Task set:
• a. Translate this sentence from the preview of the hip-hop documentary into Spanish: "Eventually, he bought a camera, hired a sound crew and mustered up the courage to question the hip-hop community about violence, misogyny and homophobia."
• b. Summarize the preview of the hip-hop documentary in two sentences.

>> start Selected extract

First Look: 'Hip-Hop: Beyond Beats and Rhymes'

Here’s a PBS documentary that’s worth setting your DVRs for on Feb. 20: Hip Hop: Beyond Beats and Rhymes. It’s part of the Independent Lens series that Terrence Howard is hosting. In Beats, Byron Hurt, a former college football star who used to listen to LL Cool J to get pumped up for a game, explores manhood in hip-hop culture — a culture that he always found himself defending. It wasn’t until after graduation when Hurt got a job lecturing about violence against women that he became very conflicted about the music he loved. Eventually, he bought a camera, hired a sound crew and mustered up the courage to question the hip-hop community about violence, misogyny and homophobia. He interviewed people across the spectrum, from young unknown rappers to industry heavyweights such as Russell Simmons, Chuck D, Fat Joe, Busta Rhymes, Mos Def, De La Soul, Talib Kweli and Jadakiss. Here’s a primer on what he found:

BET SpringBling, a three-day affair in Daytona, Fla.
“The women were being sexually harassed and groped on the street,” he recently recalled in an interview with PopWatch. “I knew that stuff like that happened, but the level of the degradation that was going on down there was surprising, shocking and also very sad. Very sad.”

Homophobia
You realize it’s a touchy subject when Hurst asks Busta Rhymes about it and the rapper walks out of the room saying, “I can’t even talk to you about that. With all due respect, I ain’t trying to offend nobody… what I represent culturally doesn’t condone it whatsoever.” Hurt believes this kind of thinking is deep-seeded in black history. “Black people who are close-minded about sexual orientation, it’s hard for them to make that connection because there’s this emotional attachment to like the civil rights movement, to slavery, to being oppressed,” he says. “There’s also something about gay people being seen as less-than and devalued. You don’t want to be put in that same category with gay people. And then you have to factor in the impact that religious institutions have had on the minds of black people when it comes to homosexuality. Also, if you’re sympathetic towards gay people it makes you seem less hard. And that’s something I had to consider. Just by me including homophobia and homoeroticism in my film, I knew that there were going to be people who were going to question whether I was straight or gay.”

Did he just say homoeroticism?
Yep. Ironic, dontcha think? He makes a good point here: Ladies aren’t the only ones looking at the oiled-up muscular rappers featured on the covers of hip-hop magazines.

Some women aren’t helping the problem.
In Daytona, some women are asked about whether they are offended by being called bitches in some rap lyrics, but they say that’s the guy’s own personal problem and they‘re not really talk about them, per se. Hurt is flabbergasted, and adds in the doc that “It’s funny when I hear women say, ‘When these rappers are calling women bitches and hos, they’re not talking about me.’ It’s like, ‘Yo, they are talking about you. If George Bush was to get on national TV and make a speech and he started calling black people n—-rs, would you be like, ‘I don’t know who George Bush is talking about, but he isn’t talking about me’?”

Young people are sick of being pigeonholed.
But they feel like they have no choice. Young rappers feel that the industry doesn’t want to hear them rapping about righteousness, that the only thing that sells are raps about bulletproof vests and the number of women at their beck and call. But Hurt thinks there’s hope. “I think a lot more young people are questioning and challenging what they’re receiving than most people think,” he says. “I’ve been going around the country showing this film, and I think you would be surprised by how many young people are tired of what they’re seeing.”

>> end Selected extract
>> start Data excerpts

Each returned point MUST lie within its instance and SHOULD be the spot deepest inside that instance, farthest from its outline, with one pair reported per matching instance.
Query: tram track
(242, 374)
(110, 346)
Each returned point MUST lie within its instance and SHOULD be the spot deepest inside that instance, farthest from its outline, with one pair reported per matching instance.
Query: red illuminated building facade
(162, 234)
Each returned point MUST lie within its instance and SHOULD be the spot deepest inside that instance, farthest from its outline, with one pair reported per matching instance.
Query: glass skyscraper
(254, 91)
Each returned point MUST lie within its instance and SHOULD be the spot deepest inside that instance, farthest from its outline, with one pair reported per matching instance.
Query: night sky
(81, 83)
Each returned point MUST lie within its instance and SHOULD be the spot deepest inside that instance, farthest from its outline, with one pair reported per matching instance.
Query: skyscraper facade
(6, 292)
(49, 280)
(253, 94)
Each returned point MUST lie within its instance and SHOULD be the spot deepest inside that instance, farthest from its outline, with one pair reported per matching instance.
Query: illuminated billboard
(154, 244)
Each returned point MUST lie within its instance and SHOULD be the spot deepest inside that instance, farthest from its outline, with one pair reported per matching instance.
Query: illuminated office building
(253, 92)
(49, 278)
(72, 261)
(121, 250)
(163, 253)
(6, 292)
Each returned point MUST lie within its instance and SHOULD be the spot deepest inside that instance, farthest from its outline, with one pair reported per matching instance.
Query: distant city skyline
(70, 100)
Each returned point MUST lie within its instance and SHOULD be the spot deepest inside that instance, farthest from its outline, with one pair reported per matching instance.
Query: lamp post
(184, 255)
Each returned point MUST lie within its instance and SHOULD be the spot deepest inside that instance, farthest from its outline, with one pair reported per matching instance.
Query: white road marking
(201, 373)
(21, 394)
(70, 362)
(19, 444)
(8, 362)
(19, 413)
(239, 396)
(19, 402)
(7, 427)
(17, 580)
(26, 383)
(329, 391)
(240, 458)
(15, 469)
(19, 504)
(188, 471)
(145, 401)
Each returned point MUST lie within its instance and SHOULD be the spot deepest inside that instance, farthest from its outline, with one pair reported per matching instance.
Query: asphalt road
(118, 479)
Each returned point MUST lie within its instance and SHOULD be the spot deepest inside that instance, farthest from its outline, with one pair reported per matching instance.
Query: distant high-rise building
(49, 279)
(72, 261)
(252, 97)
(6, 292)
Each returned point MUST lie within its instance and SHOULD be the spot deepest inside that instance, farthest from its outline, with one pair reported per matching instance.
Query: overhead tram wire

>> end Data excerpts

Results of the tasks:
• a. Finalmente, compró una cámara, contrató a un equipo de sonido y reunió el valor para interrogar a la comunidad del hip-hop sobre la violencia, la misoginia y la homofobia.

• b. The PBS documentary Hip Hop: Beyond Beats and Rhymes follows Byron Hurt, a former college football star and longtime hip-hop fan, as he questions the hip-hop community about violence, misogyny and homophobia, interviewing everyone from unknown young rappers to figures such as Russell Simmons and Chuck D. He finds reluctance to discuss homophobia, women who say degrading lyrics are not about them, and young rappers who feel the industry only wants raps about bulletproof vests and women, though Hurt believes many young people are tired of what they are seeing.